Data listing:
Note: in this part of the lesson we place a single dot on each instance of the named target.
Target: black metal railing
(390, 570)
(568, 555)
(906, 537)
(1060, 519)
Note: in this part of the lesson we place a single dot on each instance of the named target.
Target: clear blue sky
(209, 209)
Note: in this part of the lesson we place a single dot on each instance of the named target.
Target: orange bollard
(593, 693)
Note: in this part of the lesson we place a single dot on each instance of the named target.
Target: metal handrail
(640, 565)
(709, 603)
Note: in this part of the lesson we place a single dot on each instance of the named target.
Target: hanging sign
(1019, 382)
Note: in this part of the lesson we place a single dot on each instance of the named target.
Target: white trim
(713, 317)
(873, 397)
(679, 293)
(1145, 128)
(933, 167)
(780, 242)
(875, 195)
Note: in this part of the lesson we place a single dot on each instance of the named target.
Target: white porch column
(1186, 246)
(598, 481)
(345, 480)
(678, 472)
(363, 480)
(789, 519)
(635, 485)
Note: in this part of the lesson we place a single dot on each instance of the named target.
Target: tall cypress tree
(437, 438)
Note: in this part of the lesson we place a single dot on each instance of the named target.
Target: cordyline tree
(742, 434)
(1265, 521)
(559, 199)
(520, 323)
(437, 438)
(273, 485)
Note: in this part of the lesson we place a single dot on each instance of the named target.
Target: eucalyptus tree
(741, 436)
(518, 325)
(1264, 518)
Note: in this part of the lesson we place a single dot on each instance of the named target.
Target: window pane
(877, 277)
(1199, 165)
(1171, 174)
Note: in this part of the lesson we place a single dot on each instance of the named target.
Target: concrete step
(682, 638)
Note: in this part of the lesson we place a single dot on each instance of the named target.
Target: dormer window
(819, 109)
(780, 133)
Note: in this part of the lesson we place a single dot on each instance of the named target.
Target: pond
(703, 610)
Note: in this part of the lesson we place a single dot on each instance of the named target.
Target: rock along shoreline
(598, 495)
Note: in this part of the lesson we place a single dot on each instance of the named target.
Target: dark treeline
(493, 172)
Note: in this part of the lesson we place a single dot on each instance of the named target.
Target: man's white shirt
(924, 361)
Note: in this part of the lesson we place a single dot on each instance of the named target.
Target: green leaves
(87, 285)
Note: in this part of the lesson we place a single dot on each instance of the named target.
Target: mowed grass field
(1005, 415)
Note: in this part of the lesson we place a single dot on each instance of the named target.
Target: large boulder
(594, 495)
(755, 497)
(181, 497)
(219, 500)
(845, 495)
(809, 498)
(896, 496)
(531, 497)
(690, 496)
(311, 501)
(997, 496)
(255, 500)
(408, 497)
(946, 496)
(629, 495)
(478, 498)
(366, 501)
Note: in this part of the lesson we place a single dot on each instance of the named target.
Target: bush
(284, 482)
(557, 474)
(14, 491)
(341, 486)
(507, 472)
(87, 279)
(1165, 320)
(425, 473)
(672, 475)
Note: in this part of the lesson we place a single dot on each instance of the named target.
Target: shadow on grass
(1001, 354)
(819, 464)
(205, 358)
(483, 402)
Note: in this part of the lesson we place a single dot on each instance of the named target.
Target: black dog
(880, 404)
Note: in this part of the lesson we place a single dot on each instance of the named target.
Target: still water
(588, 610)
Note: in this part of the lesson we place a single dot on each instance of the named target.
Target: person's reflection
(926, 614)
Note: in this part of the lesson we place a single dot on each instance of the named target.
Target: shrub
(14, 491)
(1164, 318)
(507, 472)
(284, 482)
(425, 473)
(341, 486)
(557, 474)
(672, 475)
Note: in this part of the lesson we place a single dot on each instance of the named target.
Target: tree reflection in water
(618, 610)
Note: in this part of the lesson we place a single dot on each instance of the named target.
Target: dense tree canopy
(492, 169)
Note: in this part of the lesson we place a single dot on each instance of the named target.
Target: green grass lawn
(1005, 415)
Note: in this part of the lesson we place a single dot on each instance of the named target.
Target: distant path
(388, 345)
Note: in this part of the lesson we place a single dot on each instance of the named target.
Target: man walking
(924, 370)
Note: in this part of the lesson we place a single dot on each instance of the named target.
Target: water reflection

> [Work instructions] Make an exact copy of the records.

> [Task answer]
Note: in this part of the lesson we place a single dot on each instance of the named target.
Target: black metal railing
(390, 570)
(568, 555)
(906, 537)
(1060, 519)
Note: in this part of the lesson we place a single dot on each instance of the named target.
Target: clear blue sky
(209, 209)
Note: in this part of the lesson we place a single dot on each instance of the named target.
Target: orange bollard
(593, 693)
Note: in this part of the lesson we place a single dot on each instance of the named target.
Target: metal handrail
(640, 565)
(709, 603)
Note: in this part of the lesson we place a single dot on each instance of the named target.
Target: hanging sign
(1019, 382)
Note: in this part of the lesson we place a single dot on each instance of the named target.
Target: white trim
(713, 317)
(873, 397)
(679, 293)
(1145, 128)
(933, 167)
(780, 242)
(875, 195)
Note: in this part of the lesson we place a single dot on each instance of the named target.
Target: white porch column
(1186, 246)
(598, 481)
(345, 480)
(678, 472)
(363, 480)
(789, 519)
(635, 485)
Note: in this part of the lesson we place a single dot on each instance of the named target.
Target: tall cypress tree
(437, 438)
Note: in this part of the lesson we place a single dot on each instance of the named target.
Target: cordyline tree
(742, 434)
(1265, 521)
(559, 199)
(520, 323)
(437, 438)
(273, 485)
Note: in this part of the lesson we place a single dot on each instance of the named target.
Target: eucalyptus tree
(741, 436)
(518, 325)
(1264, 518)
Note: in this part of the lesson we place a single dot on each instance of the named target.
Target: window pane
(877, 277)
(1199, 165)
(1171, 174)
Note: in this part of the lesson we place a single dot on each instance of the named target.
Target: concrete step
(682, 638)
Note: in this part of the lesson we place a single dot on each instance of the named target.
Target: dormer window
(819, 109)
(780, 133)
Note: in this part of the lesson we place a single dot on each instance of the named target.
Target: pond
(703, 610)
Note: in this part of the lesson we place a single dot on each instance of the named target.
Target: rock along shoreline
(598, 495)
Note: in this part of the lesson we place a single dot on each instance of the named target.
Target: dark treeline
(493, 172)
Note: in this part of the lesson we place a single dot on each instance of the named target.
Target: man's white shirt
(924, 361)
Note: in this part of the lesson we place a single dot on each instance of the named target.
Target: green leaves
(87, 285)
Note: in this part of the lesson we place a single dot on each instance of the named target.
Target: mowed grass field
(1005, 415)
Note: in this part of the lesson we place a single dot on each instance of the named target.
Target: large boulder
(594, 495)
(755, 497)
(181, 497)
(219, 500)
(845, 495)
(809, 498)
(896, 496)
(531, 497)
(690, 496)
(311, 501)
(997, 496)
(255, 500)
(408, 497)
(946, 496)
(629, 495)
(478, 498)
(366, 501)
Note: in this part of the lesson we place a single dot on each instance of the named target.
Target: bush
(284, 482)
(557, 474)
(14, 491)
(341, 486)
(507, 472)
(87, 279)
(1165, 320)
(425, 473)
(672, 475)
Note: in this part of the lesson we place a single dot on each instance of the named target.
Target: shadow on grass
(1001, 354)
(819, 464)
(205, 358)
(483, 402)
Note: in this part of the lesson we place a single dot on each instance of the named target.
Target: black dog
(880, 404)
Note: in this part of the lesson we place a single dot on each instance of the named target.
Target: still water
(588, 610)
Note: in this part of the lesson we place a single dot on each instance of the named target.
Target: person's reflection
(926, 614)
Note: in this part of the lesson we place a single dot on each instance of the named target.
Target: shrub
(14, 491)
(1164, 318)
(507, 472)
(284, 482)
(425, 473)
(341, 486)
(557, 474)
(672, 475)
Note: in this part of the lesson we place a single dot on each instance of the named target.
Target: tree reflection in water
(618, 610)
Note: in this part of the lesson we place a single dot on each instance of the named target.
Target: dense tree canopy
(492, 169)
Note: in this part of the lesson we place a single dot on each instance of the named target.
Target: green grass lawn
(1005, 415)
Note: in this part of the lesson we place a single dot on each instance of the named target.
Target: distant path
(388, 345)
Note: in this part of the lesson we place a single dot on each instance of the named target.
Target: man walking
(924, 370)
Note: in this part of the lesson we place a single dot on each instance of the named target.
Target: water reflection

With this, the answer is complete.